**Problem a:** List the kitchen utensils and cookware that the discussion of melting sugar for confit names with a specific term.

**Page:**
· · ·

Or, because it's a convenient measuring device that prevents you from  
attempting to add too much sugar at once. I'm not sure how wise or  
effective it is to try stirring a full one-ounce ladle of sugar, as it  
melts, with a wooden spatula. The recipe clearly has us measuring the  
sugar in the ladle and then putting it on the fire in an unspecified  
vessel. But then a few steps later on, you're adding the seeds to the  
sugar in the pan, right? You might be adding both at the same time, or  
the sugar may have been there already. I'm leaning towards that one,  
again, due to the difficulties of melting a full ladle and stirring it  
without having it overflow. And I have certainly made confits  
successfully (apparently) without melting the sugar in the ladle.
>
> ...
>
>> One of the beauties of the 15th century "rough and ragged" confit  
>> is the omission of water and the basic absence of certain  
>> considerations like sugar height. It's hard crack by default as  
>> soon as it is melted -- assuming you don't let it brown, at which  
>> point it is becoming caramel.
>
> Yes--the latter was a problem.
>
> So you read it as I do and as Alys Katherine I gather does not, as  
> straight sugar.

· · ·

**Input rows:**
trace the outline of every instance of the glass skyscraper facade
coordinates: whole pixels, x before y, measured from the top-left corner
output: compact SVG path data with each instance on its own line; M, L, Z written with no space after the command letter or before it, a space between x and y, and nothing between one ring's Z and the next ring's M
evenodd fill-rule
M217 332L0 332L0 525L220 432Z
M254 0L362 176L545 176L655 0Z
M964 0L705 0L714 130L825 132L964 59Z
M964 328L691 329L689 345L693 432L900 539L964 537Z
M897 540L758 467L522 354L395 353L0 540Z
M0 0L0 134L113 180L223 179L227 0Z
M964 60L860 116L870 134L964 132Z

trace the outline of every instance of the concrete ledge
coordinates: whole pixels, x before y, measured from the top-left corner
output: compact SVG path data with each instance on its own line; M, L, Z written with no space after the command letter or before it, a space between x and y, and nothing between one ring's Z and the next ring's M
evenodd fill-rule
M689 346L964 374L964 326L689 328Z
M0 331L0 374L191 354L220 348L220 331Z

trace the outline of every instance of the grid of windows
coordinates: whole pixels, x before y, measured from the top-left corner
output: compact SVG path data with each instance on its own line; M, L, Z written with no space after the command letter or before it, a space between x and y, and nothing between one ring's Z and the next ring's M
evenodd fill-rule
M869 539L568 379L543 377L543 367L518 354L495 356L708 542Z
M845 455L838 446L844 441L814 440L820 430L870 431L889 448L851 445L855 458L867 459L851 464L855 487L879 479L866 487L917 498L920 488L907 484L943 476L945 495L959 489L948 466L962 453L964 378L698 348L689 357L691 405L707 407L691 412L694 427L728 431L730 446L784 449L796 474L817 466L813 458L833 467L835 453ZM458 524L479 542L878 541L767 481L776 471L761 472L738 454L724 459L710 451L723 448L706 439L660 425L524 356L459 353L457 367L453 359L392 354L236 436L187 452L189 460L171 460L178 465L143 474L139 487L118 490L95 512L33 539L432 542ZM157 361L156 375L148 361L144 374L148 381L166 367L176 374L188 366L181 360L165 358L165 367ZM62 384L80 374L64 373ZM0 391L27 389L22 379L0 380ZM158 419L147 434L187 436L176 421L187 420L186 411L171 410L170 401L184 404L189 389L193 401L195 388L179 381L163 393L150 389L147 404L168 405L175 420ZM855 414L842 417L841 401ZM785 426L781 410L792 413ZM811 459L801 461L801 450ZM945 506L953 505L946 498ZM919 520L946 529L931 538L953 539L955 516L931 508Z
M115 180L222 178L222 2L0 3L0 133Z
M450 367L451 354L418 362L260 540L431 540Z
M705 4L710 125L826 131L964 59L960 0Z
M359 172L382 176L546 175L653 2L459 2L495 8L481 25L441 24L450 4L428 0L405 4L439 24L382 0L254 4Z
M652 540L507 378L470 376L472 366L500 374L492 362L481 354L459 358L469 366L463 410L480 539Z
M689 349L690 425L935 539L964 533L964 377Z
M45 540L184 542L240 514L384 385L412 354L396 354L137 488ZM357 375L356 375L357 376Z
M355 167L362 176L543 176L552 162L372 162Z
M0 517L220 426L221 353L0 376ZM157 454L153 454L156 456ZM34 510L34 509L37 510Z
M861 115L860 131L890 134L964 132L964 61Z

· · ·

**Problem b:** Rewrite the lines of the records as a numbered list, starting at the line that contains "trace the outline of every instance of the grid" and ending at the line that contains "M869 539L568 379L543". Leave out any blank lines.

**Task output a:**
- ladle
- wooden spatula
- pan

**Task output b:**
1. trace the outline of every instance of the grid of windows
2. coordinates: whole pixels, x before y, measured from the top-left corner
3. output: compact SVG path data with each instance on its own line; M, L, Z written with no space after the command letter or before it, a space between x and y, and nothing between one ring's Z and the next ring's M
4. evenodd fill-rule
5. M869 539L568 379L543 377L543 367L518 354L495 356L708 542Z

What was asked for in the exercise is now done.